*** Extract to read Section Begins ***

Obtained new evidence that made you change your mind about some belief

Due to the very promising new LW thread I updated my belief on a small point.

Consciously changed your emotions or affect with respect to something

After my wife and I split up I still clung to some joint events with her and the children (brithdays...) which she wanted to separate further. During a family therapy session this I became clearly aware of this which increased my feelings of loss but also allowed to find a satisfactory solution. My fear was that the separation would increase unbounded at the cost for the children and at a loss of control on my side. But the fear was unfounded.

Consciously pursued new valuable information about something that could make a big difference in your life

Read Athol Kay's MAP and half through The Charisma Myth. The first could have made a difference earlier (but will likely do the next time. The second shows results already.

Tried doing any of the above and failed

I strongly consider taking some risk where I may fail. I'm strongly risk-averse and would normally go down the easier path. But this job opportunity has clear chances and the risks aren't that bad after all.

Just noticed... Why does this say 'instrumental' rationality? When was that decided, when did it start? I originally suggested the rationality diaries with intent of them being both epistemic and instrumental.

I think it started in http://lesswrong.com/lw/cew/group_rationality_diary_51412/

which was inspired by a CFAR's "applied rationality" minicamp, and presumably interpreted "applied" as "instrumental".

First rationality diary I can find on LW: 2012-05-14. This one already says "instrumental". It doesn't say it was your idea and seems to imply it was someone else's (which might, among several possibilities, indicate that it isn't actually descended from the original suggestion you have in mind here).

It was in the Received Text, so, no particular reason AFAIK. It seems like the bullet points cover both kinds?

I've sort of internalized the idea that everything is, at least in principle, a solvable problem. And more importantly, that this corresponds without conflict to the normal way that I go around being good and human when not operating under the rationalist guise.

I'd say rationalism often takes this in-principle role in my thinking, providing a meta-level solution to extremely hard problems that my brain is already trying to solve by non-rationalist means. In the example set by the recent months in my life, I've had an extremely hard time reconciling my knowledge that I'm the one to blame for all of my problems, with the idea that I shouldn't feel guilty for not being perfect at solving all of my problems. This is a very human question that's filled to the brim with mental pitfalls, but I've been able to make a little progress by recognizing that, by definition and method, instrumental rationality is actually equivalent to making myself good and awesome, whether or not the on-paper rationalist method is the one my brain is using most of the time. I'm better capable of realizing that the human inability to be theoretically optimal is subsumed by human rationality, that the only optimal that exists is the kind that is actual, and that all that is left to do is take the infinite stream of possible self-improvements you can think of and start checking them off the list.

And so, when faced with something that seems next to impossible to solve (e.g. finding somebody to love ) there's no reason to blame the world, myself, or my proclivity to blame the world or myself. There's only the chance to do the most possible fun thing, which is to enjoy the journey of being myself, where myself is defined as someone who ceaselessly self-improves, even when that means putting less pressure on myself to improve on the object level.

For a while the "weirdness" of Less Wrong made me want to shy away from really engaging with the people here, but I'd love for that to change. If everything is a solvable problem, and we only want to solve things that are problems, then either Less Wrong is just fine (and I can improve my perception), or it is sort of actually weird but can be improved. And I wouldn't mind contributing wherever this is possible.

*** Extract to read Section Ends ***
*** Supplied material Section Begins ***

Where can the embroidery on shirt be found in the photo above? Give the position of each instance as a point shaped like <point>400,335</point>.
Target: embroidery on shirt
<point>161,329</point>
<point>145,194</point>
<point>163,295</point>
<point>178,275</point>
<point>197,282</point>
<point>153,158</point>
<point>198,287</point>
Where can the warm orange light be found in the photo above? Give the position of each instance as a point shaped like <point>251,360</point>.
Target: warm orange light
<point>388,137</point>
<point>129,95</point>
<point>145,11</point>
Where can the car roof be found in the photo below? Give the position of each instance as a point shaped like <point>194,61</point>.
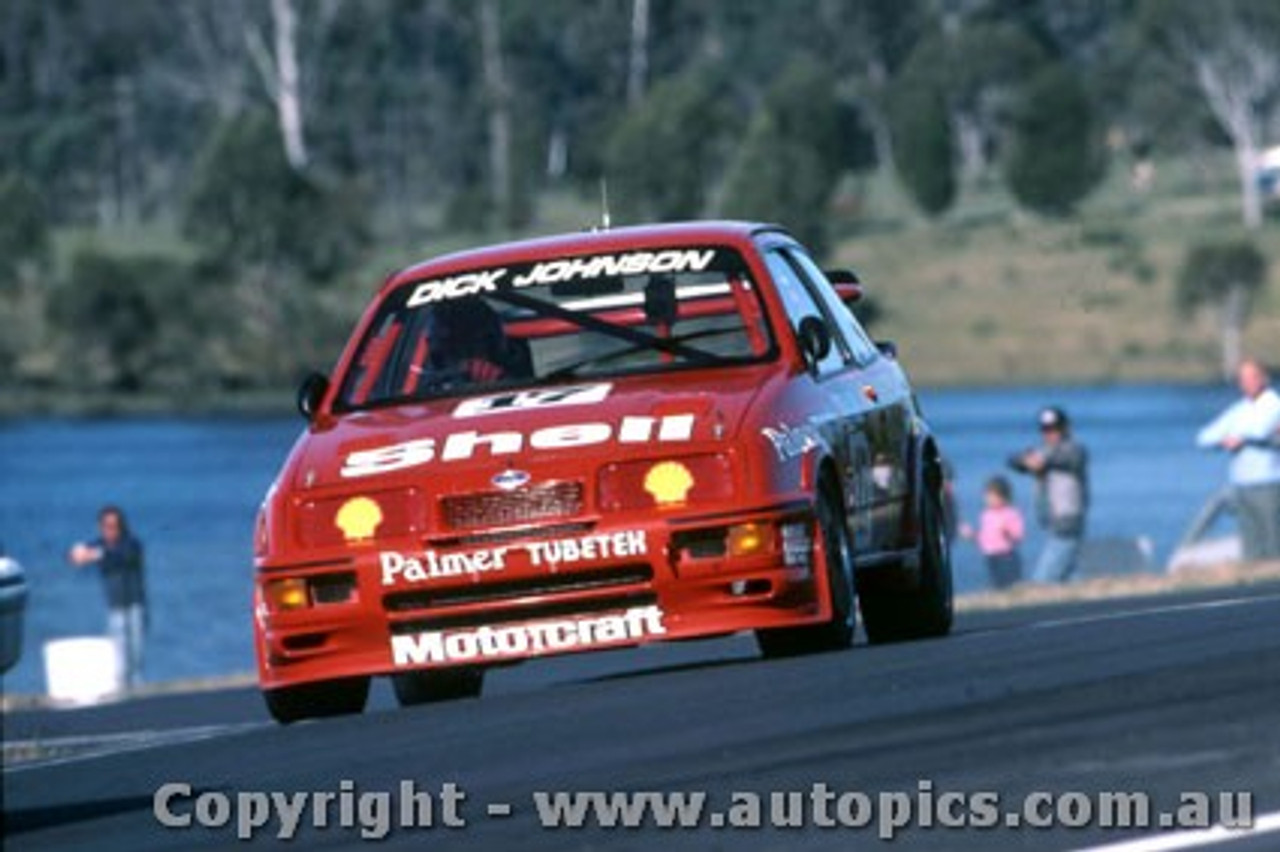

*** Supplied material Section Ends ***

Problem to solve: From the rationality diary text above, copy out word for word the stretch from "I've sort of" through "the rationalist guise.".

Answer to the exercise:
I've sort of internalized the idea that everything is, at least in principle, a solvable problem. And more importantly, that this corresponds without conflict to the normal way that I go around being good and human when not operating under the rationalist guise.